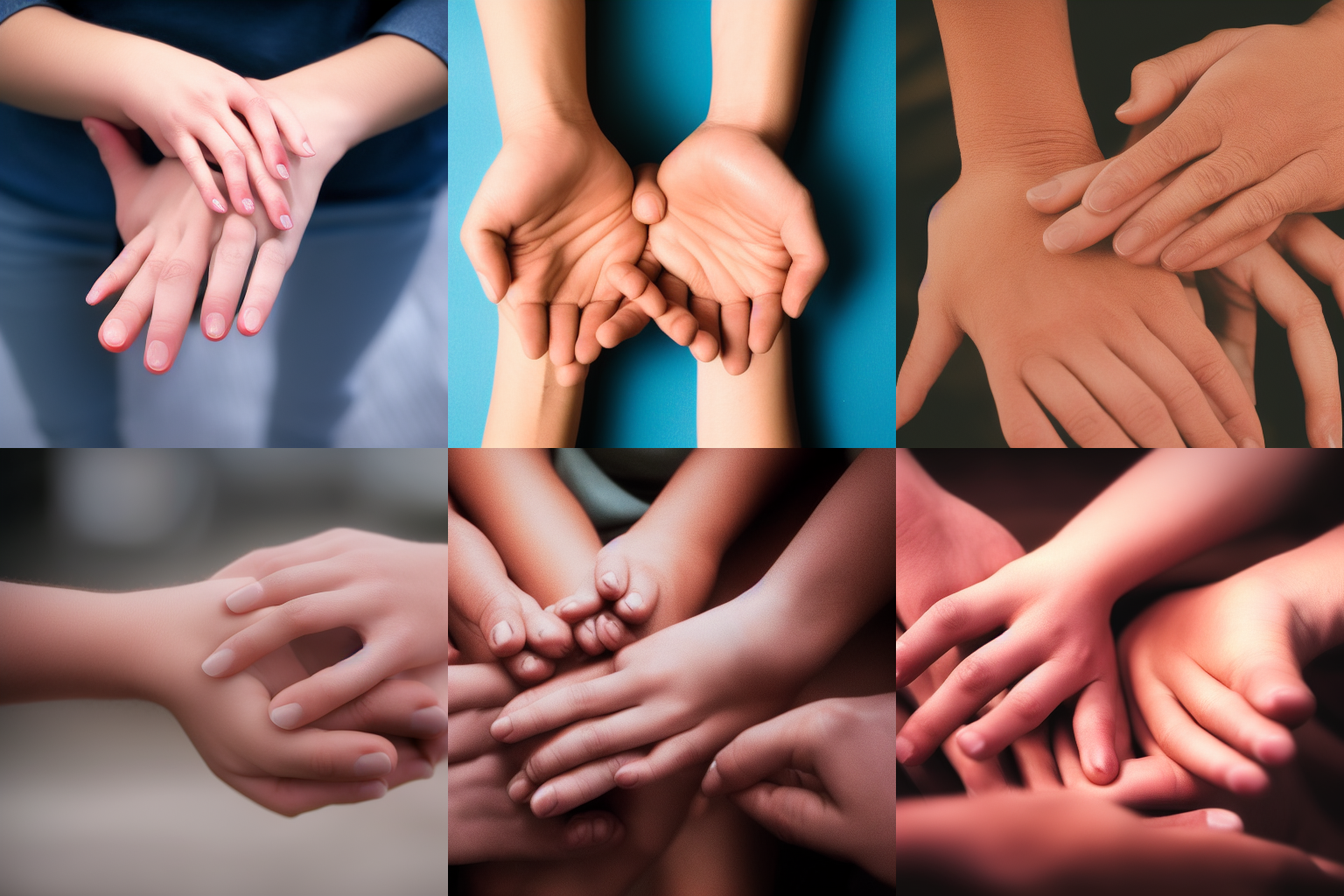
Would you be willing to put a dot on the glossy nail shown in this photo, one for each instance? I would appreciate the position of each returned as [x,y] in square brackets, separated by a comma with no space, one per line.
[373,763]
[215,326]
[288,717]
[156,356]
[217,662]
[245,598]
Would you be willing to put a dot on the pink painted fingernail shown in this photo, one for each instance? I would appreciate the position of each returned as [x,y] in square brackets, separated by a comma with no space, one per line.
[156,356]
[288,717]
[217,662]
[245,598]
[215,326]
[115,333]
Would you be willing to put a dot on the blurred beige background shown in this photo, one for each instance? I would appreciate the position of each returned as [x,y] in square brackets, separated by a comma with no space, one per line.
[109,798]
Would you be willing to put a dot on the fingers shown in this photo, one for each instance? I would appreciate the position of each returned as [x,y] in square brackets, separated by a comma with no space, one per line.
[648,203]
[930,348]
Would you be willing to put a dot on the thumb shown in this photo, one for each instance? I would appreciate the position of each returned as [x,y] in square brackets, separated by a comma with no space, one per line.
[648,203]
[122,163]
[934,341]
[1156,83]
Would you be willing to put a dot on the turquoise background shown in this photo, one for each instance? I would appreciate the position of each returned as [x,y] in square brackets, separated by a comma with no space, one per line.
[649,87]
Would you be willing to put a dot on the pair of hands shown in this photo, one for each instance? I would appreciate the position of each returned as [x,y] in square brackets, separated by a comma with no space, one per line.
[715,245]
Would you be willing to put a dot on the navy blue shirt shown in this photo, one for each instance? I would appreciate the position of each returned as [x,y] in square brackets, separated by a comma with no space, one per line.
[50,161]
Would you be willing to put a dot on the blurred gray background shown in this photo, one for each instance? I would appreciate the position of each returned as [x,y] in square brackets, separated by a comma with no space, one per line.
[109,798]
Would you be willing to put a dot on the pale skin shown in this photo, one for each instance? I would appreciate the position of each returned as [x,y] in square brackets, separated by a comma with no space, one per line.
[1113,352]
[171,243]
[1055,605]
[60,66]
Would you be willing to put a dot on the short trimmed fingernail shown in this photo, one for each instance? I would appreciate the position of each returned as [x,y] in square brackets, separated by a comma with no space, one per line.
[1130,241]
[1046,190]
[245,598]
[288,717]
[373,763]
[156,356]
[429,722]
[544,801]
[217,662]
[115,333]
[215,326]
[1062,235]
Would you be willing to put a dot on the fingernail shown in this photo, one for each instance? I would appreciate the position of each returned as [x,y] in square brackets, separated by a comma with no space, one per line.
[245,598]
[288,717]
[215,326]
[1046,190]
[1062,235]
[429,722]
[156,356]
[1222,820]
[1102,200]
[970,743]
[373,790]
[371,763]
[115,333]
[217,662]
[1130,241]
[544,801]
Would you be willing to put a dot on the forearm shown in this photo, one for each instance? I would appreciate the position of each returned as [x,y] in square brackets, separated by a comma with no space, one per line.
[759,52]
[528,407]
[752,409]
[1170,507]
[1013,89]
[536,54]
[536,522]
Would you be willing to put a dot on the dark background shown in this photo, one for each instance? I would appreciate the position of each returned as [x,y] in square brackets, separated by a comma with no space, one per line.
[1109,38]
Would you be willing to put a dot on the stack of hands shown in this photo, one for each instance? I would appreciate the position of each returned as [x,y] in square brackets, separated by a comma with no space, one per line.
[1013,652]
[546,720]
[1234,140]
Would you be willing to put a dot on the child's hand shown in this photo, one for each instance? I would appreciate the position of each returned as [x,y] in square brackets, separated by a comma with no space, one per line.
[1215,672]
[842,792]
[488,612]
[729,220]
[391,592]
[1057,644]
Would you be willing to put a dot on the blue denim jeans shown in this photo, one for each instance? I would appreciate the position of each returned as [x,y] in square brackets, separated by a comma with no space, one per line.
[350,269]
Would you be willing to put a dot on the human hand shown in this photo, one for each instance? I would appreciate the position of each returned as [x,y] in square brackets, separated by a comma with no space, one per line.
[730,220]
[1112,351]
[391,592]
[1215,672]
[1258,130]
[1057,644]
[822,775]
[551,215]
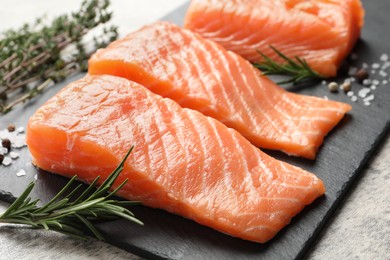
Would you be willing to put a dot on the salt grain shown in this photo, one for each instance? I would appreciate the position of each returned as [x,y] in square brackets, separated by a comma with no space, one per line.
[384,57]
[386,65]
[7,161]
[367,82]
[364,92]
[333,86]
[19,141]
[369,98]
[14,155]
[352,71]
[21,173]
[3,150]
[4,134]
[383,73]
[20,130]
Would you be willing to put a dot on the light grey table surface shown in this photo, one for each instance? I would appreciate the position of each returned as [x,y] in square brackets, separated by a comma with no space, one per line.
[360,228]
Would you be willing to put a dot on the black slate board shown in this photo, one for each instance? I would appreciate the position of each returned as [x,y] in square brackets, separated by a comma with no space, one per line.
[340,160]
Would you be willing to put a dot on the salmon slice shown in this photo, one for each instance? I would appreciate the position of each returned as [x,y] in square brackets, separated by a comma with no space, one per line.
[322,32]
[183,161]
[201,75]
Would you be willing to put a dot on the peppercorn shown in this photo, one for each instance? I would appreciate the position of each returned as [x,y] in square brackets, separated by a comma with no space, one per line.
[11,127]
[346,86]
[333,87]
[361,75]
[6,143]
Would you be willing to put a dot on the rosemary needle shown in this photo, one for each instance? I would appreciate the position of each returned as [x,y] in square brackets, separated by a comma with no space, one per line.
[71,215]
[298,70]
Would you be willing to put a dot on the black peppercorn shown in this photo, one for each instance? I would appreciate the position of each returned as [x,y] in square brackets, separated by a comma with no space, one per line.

Aim: The records above need to be given again exactly. Omit the pictures.

Response to this exercise:
Would you be willing to put a dot on the glossy nail shown in this photo, one for each instance? I would appreciate the position of each returned as [x,y] in square brackets, separated by a comma with no space, one per line.
[373,763]
[215,326]
[288,717]
[156,356]
[217,662]
[245,598]
Would you be willing to put a dot on the pink painted fingernail shown in this photo, one for each instance? I would appreciate the position of each returned as [x,y] in square brackets, separated by a comma with no space, one per line.
[156,356]
[288,717]
[217,662]
[245,598]
[215,326]
[115,333]
Would you be willing to put a dot on the blurred beige background shown in this photo, one for each instance? I would appreciate the position of each returned as [x,y] in square brackets, separated by a comma with no space, one per line.
[109,798]
Would you be willing to put a dot on the fingers shown in this photo, one for each instance? I would appreciate the position of each returned as [x,y] in square brackets, separated by a comma with no space, one per line.
[648,203]
[930,348]
Would you be willing to put a dot on the thumb shown in this photo, one for each instance? I would appreciate the position of each returned as [x,y] in square brackets, separated by a comma with no space, one per line.
[648,203]
[122,163]
[934,341]
[1156,83]
Would you be willing to put a dot on the turquoise background shown in this photo, one for each instance? I would appreciate the position of each returned as [x,y] in square brackets, separated by a comma with no space, one per line.
[649,87]
Would you be willing to put a dot on the pair of hands shown in this photo, one for each instance? I would appreciate the position of each returned as [x,y] in square brackets, separated by a comma with no space, one per line.
[715,245]
Would you be willing to put a dot on the navy blue shirt shown in this photo, one for each instance? I would appreciate the position of each returned as [x,y] in square brackets, separated by a comma with no space, one per line.
[50,161]
Would you be willing to put a dot on the blurred gray background shown in this photo, one for each instance? I would appreciate the position of each returned as [x,y] in square brackets, separated by a comma with no space, one per line.
[109,798]
Would you be willing to put a dot on the pale skin shown in this photo, one for each instance? I would appreciate the position of each returned as [x,y] in square brackets, separated by a comma with no space, one per line.
[1113,352]
[171,243]
[1055,605]
[60,66]
Would you be willing to put a dot on the short trimmed fingernail shown in this photo, one for each instance? I would appreciate the position of each returned as [x,y] in square brackets, separated by a comma with no space, one per line.
[1130,241]
[1046,190]
[245,598]
[288,717]
[373,763]
[156,356]
[429,722]
[544,801]
[217,662]
[115,333]
[215,326]
[1062,235]
Would you be willing to put a dot on the fingernail shown in this photo, one for each instance? I would appreciate the position of each returned as [x,y] in square brackets, separated by a comma with no space, one per line.
[245,598]
[288,717]
[215,326]
[1046,190]
[1062,235]
[429,722]
[156,356]
[1222,820]
[1102,200]
[970,743]
[373,790]
[371,763]
[115,333]
[217,662]
[1130,241]
[544,801]
Would you be willing to put a dot on the forearm shown in this photo, one for each instance? I would appreciate the position of each returned as [x,y] in square brackets, separated by a comma with no space, one per line.
[759,52]
[528,407]
[752,409]
[1170,507]
[1013,89]
[536,54]
[536,522]
Would you be willing to put a dot on the dark background shown in this photo, one for each instance? I would appreciate the position of each returned as [x,y] in square brackets, separated by a comma with no space, one per line.
[1109,38]
Would you be willing to put a dot on the stack of hands shown in this photo, one for each instance? I would appreciate the position of each returned as [x,y] in square brackets, separated by a comma with no space, one per line.
[1013,652]
[546,720]
[1234,140]
Would you be willing to put a dot on the child's hand shown in this photo, one for each instance? I would appreciate the position of each returned as [x,y] in square brackets, separated by a comma with no space, one per line.
[1215,672]
[842,792]
[488,612]
[729,220]
[391,592]
[1057,644]
Would you be willing to put a dot on the blue denim jeans shown in this photo, one for each instance? I would appreciate the position of each returned as [x,y] in square brackets, separated by a comma with no space, one per line.
[350,269]
Would you be willing to put a dot on the human hand shown in this photo, one for each instance? I would appreciate the position of each returned as [x,y] in square brackets, separated by a comma with no space, one per line.
[730,220]
[1112,351]
[391,592]
[1215,672]
[1258,130]
[1057,644]
[822,775]
[551,215]
Would you be willing to put a dot on the salt grain shown in this photo, one for each instance? I would appreciate the position of each returned as [x,y] in square brackets, separated by a comma with no space, one per line.
[384,57]
[386,65]
[7,161]
[367,82]
[364,92]
[333,86]
[19,141]
[369,98]
[14,155]
[352,71]
[21,173]
[3,150]
[4,134]
[383,73]
[20,130]
Would you be willing to put a dot on the light grey table surface shown in this photo, one for each instance? I would appreciate the position of each returned as [x,y] in square brackets, separated by a comma with no space, one per line.
[360,228]
Would you be willing to put a dot on the black slate board shown in this photo, one for each instance? I would appreciate the position of each returned as [x,y] in square brackets, separated by a comma with no space, one per line.
[340,160]
Would you be willing to put a dot on the salmon slice shown in this photo, one for each instance? I would appreciate the position of each returned as [x,y] in square brackets, separated by a comma with no space, one per line.
[322,32]
[183,161]
[201,75]
Would you be willing to put a dot on the peppercorn shown in this photo, one for each instance? I would appreciate the position of each returned as [x,y] in square brackets, separated by a comma with no space, one per line.
[11,127]
[346,86]
[333,87]
[361,75]
[6,143]
Would you be willing to put a dot on the rosemary needle shown in this photo, one for each instance? I would appreciate the position of each returned as [x,y] in square brackets, separated by a comma with no space, one per line.
[71,215]
[298,70]
Would you be willing to put a dot on the black peppercorn shown in this photo, one for each instance? I would appreciate the position of each returned as [x,y] in square brackets, separated by a comma with no space, one per line.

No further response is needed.